▸ THE EXERCISE: Copy the items from the line with "lawn, giving x and y for each instance?" to the line with "(1302, 237)", both included, with their requests, and add 108 to every coordinate in the answers. Leave out the pictures.

[Start DATA FOR THIS TASK]

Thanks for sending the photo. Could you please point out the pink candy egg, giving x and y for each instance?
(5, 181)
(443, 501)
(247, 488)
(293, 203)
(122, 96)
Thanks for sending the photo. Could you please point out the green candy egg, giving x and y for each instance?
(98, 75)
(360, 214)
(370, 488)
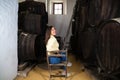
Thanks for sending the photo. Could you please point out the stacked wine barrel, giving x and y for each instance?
(97, 47)
(32, 20)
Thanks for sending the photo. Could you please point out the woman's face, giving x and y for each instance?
(53, 31)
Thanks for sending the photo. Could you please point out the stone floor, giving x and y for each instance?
(41, 72)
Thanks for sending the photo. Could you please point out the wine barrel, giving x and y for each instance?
(108, 49)
(26, 47)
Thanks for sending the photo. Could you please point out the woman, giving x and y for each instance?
(50, 40)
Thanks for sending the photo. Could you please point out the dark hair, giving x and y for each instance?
(48, 33)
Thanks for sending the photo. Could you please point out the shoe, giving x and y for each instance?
(69, 64)
(64, 73)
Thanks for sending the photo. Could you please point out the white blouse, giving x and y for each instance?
(52, 44)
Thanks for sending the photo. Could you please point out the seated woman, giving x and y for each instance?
(51, 42)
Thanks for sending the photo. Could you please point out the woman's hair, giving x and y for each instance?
(48, 33)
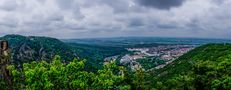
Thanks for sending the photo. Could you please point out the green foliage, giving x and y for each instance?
(205, 68)
(67, 76)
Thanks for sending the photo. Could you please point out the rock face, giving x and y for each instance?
(26, 49)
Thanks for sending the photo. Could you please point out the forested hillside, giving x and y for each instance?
(204, 68)
(33, 48)
(27, 49)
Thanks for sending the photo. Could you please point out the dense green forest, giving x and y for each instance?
(204, 68)
(33, 48)
(80, 66)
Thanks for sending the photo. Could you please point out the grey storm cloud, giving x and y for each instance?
(111, 18)
(161, 4)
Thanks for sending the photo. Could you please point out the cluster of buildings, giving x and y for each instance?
(168, 53)
(165, 52)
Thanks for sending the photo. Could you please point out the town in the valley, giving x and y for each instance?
(167, 53)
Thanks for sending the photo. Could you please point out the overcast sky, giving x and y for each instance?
(116, 18)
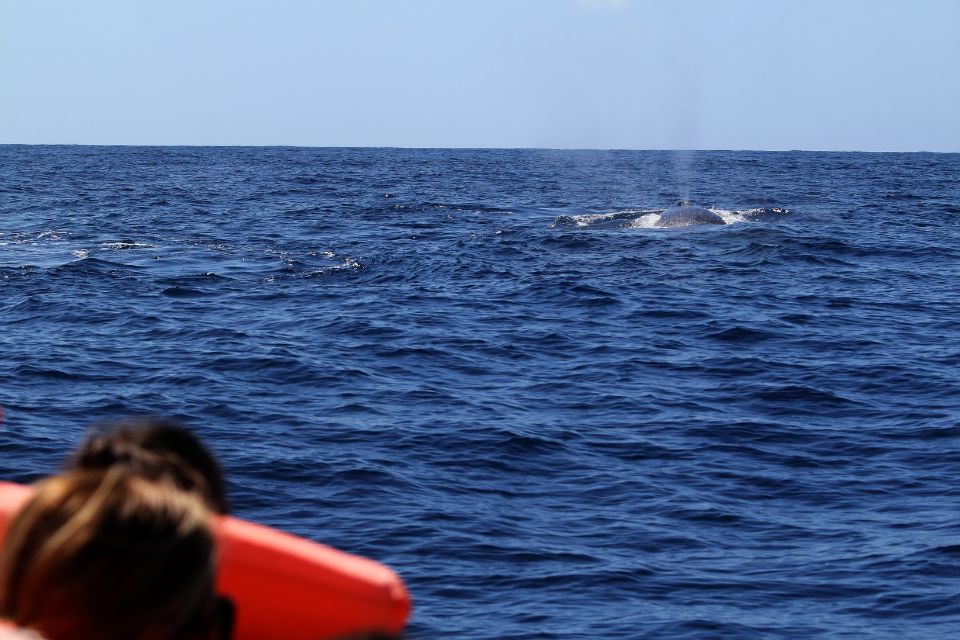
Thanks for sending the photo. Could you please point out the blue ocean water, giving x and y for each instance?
(492, 371)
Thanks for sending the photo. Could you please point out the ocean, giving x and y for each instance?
(490, 370)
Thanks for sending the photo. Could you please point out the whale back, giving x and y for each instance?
(684, 214)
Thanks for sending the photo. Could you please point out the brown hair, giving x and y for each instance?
(109, 555)
(155, 447)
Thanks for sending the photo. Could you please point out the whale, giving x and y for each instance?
(685, 214)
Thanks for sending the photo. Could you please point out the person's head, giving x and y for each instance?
(155, 448)
(110, 555)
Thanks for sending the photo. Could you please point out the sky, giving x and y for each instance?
(860, 75)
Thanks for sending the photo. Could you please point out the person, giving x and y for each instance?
(110, 554)
(155, 447)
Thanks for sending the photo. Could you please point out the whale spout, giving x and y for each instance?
(685, 214)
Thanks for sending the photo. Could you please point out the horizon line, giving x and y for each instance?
(452, 148)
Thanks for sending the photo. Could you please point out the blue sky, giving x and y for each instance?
(869, 75)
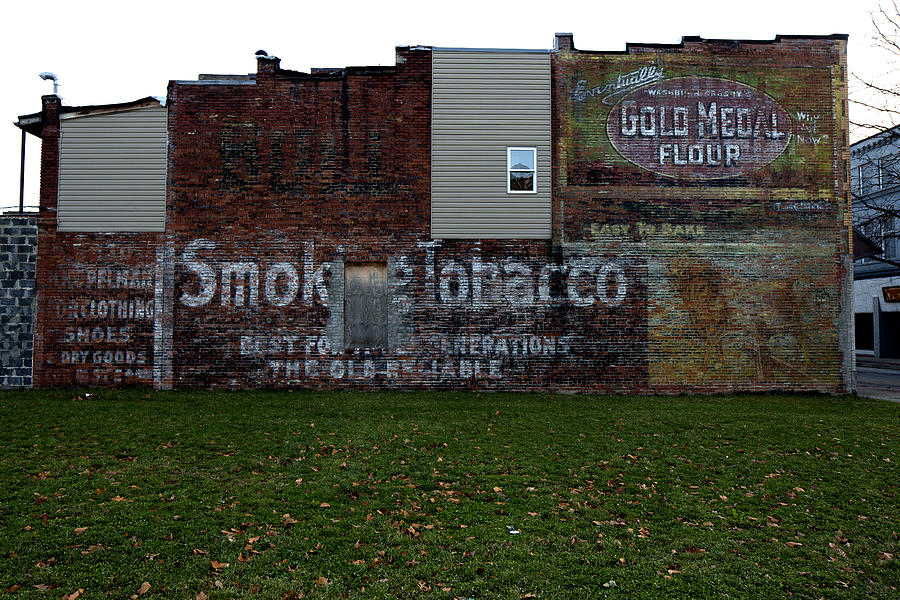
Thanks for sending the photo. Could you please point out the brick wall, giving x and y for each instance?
(18, 252)
(284, 190)
(747, 260)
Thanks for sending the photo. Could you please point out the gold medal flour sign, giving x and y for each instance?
(699, 128)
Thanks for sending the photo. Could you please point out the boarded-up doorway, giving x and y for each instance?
(365, 305)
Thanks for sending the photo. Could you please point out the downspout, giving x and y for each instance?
(22, 176)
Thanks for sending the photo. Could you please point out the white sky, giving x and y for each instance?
(113, 51)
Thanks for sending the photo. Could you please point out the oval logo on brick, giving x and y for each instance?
(699, 128)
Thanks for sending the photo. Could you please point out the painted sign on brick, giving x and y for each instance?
(698, 128)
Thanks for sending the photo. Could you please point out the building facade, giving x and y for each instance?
(875, 184)
(665, 219)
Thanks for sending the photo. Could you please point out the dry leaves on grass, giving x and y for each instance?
(145, 587)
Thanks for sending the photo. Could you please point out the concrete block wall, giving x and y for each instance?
(18, 254)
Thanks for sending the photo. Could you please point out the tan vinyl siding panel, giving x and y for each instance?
(112, 171)
(483, 103)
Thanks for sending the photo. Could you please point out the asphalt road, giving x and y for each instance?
(882, 384)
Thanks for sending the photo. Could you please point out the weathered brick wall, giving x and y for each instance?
(742, 220)
(284, 192)
(18, 252)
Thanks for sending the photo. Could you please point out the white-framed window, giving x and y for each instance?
(521, 170)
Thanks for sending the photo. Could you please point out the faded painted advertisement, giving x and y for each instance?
(109, 318)
(698, 128)
(502, 307)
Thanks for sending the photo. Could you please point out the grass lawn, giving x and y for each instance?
(131, 493)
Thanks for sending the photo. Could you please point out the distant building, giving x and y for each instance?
(875, 183)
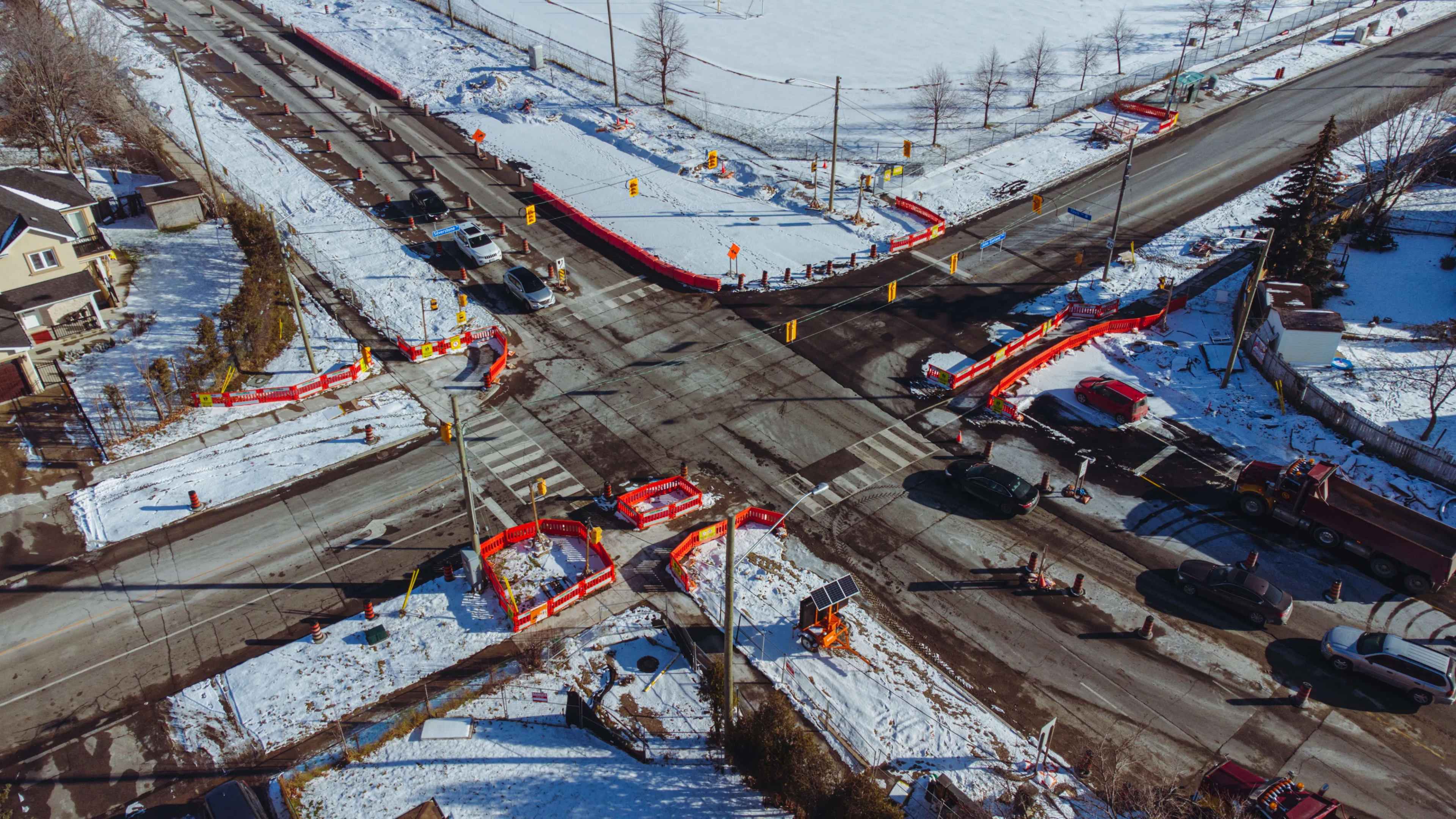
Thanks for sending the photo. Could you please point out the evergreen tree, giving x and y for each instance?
(1302, 237)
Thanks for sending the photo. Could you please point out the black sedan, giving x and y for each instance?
(995, 486)
(1237, 589)
(428, 205)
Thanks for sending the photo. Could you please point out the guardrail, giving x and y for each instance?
(287, 394)
(554, 605)
(708, 534)
(627, 503)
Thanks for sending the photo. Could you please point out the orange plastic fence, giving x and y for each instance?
(554, 605)
(1116, 326)
(296, 392)
(909, 241)
(708, 534)
(628, 502)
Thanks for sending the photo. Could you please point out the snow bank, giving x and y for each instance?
(351, 251)
(302, 689)
(120, 508)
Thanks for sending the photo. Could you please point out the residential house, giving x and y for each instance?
(55, 269)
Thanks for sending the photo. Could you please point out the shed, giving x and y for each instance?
(174, 205)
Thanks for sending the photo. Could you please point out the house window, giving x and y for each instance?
(43, 260)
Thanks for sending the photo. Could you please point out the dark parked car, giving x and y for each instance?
(234, 800)
(1123, 401)
(1237, 589)
(995, 486)
(428, 205)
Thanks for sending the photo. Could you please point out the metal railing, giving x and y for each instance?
(780, 143)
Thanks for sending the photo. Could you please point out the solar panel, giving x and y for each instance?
(835, 592)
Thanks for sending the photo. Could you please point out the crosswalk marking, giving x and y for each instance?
(883, 454)
(516, 460)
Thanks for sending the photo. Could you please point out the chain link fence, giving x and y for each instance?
(708, 116)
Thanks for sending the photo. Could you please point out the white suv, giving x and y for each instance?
(477, 244)
(1425, 674)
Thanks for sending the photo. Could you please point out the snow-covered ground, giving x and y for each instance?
(120, 508)
(178, 276)
(523, 763)
(302, 689)
(348, 248)
(884, 700)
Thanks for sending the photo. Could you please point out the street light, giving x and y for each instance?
(833, 146)
(728, 610)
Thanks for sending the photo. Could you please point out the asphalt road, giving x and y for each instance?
(628, 377)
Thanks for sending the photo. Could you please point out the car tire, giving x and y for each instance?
(1384, 568)
(1253, 505)
(1417, 584)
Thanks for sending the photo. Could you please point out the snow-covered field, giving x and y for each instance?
(120, 508)
(302, 689)
(523, 763)
(348, 248)
(181, 275)
(884, 700)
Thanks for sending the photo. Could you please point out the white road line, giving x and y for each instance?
(1163, 455)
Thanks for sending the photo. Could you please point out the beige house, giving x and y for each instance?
(55, 275)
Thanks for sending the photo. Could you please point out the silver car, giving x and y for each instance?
(477, 244)
(1426, 675)
(529, 288)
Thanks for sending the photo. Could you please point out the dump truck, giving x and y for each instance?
(1231, 786)
(1338, 515)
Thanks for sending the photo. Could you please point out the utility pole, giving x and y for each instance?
(833, 152)
(298, 314)
(1117, 215)
(465, 474)
(612, 44)
(196, 130)
(728, 572)
(1248, 304)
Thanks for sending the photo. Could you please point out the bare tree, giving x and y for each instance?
(938, 100)
(1426, 368)
(1203, 15)
(1120, 36)
(989, 83)
(1243, 11)
(1398, 140)
(1090, 53)
(663, 52)
(1039, 63)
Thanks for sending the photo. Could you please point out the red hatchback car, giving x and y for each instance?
(1119, 400)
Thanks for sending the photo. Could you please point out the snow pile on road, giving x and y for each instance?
(305, 687)
(120, 508)
(351, 251)
(178, 276)
(523, 763)
(886, 701)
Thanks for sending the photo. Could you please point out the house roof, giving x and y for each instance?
(168, 191)
(1311, 320)
(59, 188)
(49, 292)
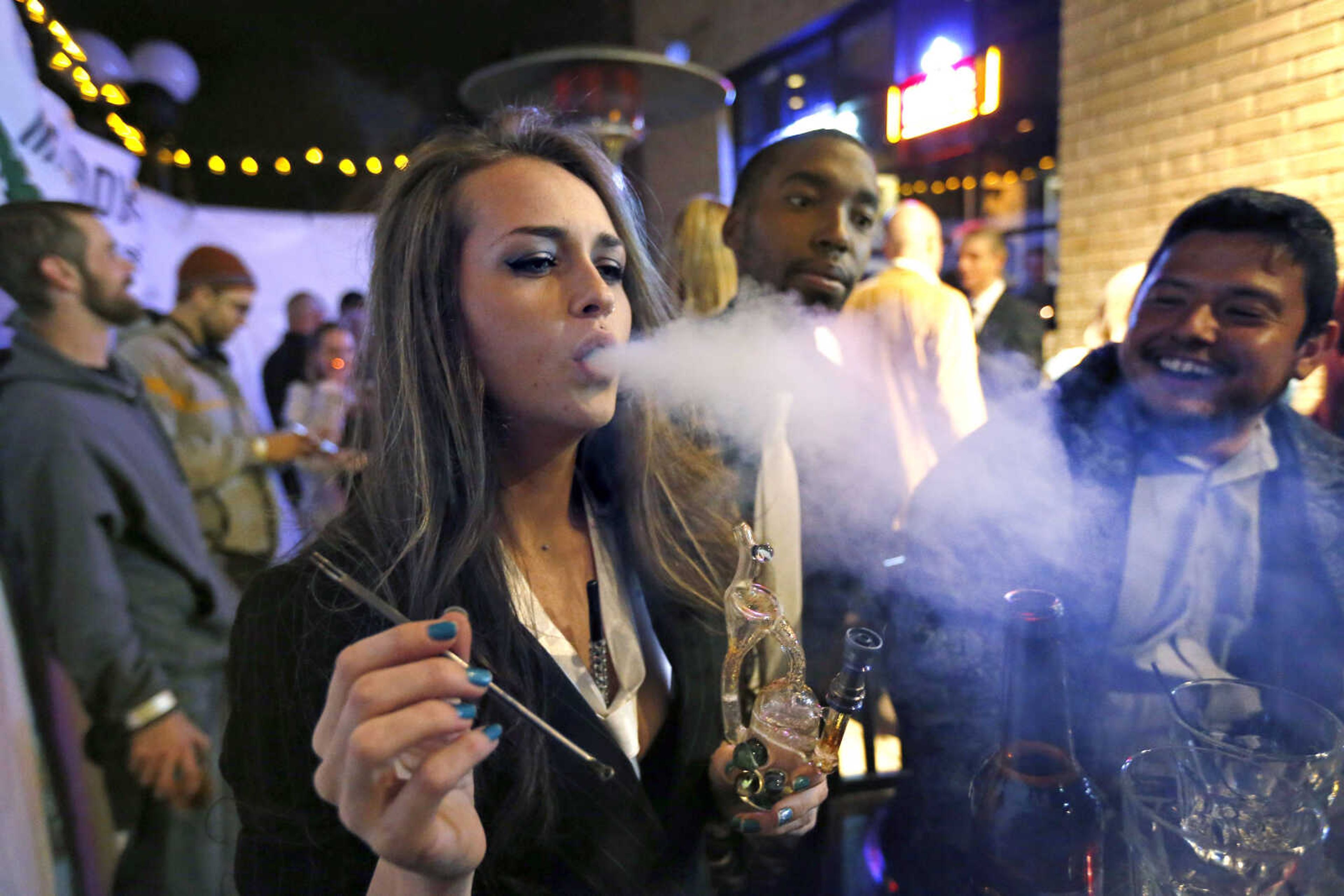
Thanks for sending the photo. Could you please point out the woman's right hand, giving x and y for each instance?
(387, 702)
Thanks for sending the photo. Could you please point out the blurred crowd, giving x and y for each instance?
(1171, 479)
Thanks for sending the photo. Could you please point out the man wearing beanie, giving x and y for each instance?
(107, 570)
(217, 440)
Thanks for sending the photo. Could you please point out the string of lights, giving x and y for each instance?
(68, 59)
(990, 181)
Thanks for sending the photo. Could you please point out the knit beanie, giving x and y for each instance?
(213, 267)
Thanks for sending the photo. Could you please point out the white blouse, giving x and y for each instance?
(631, 641)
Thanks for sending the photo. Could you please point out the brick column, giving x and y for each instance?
(1166, 101)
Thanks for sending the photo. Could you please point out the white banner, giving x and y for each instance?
(45, 155)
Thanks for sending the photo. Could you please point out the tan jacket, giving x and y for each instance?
(211, 430)
(926, 351)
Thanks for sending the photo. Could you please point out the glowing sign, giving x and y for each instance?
(948, 94)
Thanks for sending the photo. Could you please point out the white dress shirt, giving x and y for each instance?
(631, 641)
(983, 303)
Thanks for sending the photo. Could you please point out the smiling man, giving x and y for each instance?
(1189, 519)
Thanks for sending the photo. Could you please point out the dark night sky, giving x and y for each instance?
(355, 80)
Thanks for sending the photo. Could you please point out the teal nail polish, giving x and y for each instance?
(445, 630)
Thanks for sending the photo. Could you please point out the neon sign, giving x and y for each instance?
(948, 93)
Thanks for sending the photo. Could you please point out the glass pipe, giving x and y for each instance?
(788, 727)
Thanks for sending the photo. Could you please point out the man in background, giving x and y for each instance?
(925, 344)
(289, 362)
(1008, 328)
(217, 440)
(99, 530)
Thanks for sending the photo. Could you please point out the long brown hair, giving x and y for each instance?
(425, 520)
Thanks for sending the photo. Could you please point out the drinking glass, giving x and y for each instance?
(1203, 821)
(1300, 739)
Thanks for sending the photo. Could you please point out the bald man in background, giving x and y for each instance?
(925, 343)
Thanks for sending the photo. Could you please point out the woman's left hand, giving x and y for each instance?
(793, 816)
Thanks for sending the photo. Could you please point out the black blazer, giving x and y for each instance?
(625, 836)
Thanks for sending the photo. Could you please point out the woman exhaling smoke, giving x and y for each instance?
(506, 477)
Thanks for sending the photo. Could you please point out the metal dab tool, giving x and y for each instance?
(397, 617)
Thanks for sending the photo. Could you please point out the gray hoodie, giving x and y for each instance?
(99, 530)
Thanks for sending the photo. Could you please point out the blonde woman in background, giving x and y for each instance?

[End DATA FOR THIS TASK]

▸ EXERCISE SOLUTION:
Thanks for sending the photo. Could you please point out the grass lawn, giving x and y for each instance?
(239, 601)
Thanks for sending the photo. Could you please point out the distant building, giving x and y for each instance?
(983, 291)
Thanks for sending the photo. Could you please point out the evergreen tree, giving x and y for each instance?
(1410, 345)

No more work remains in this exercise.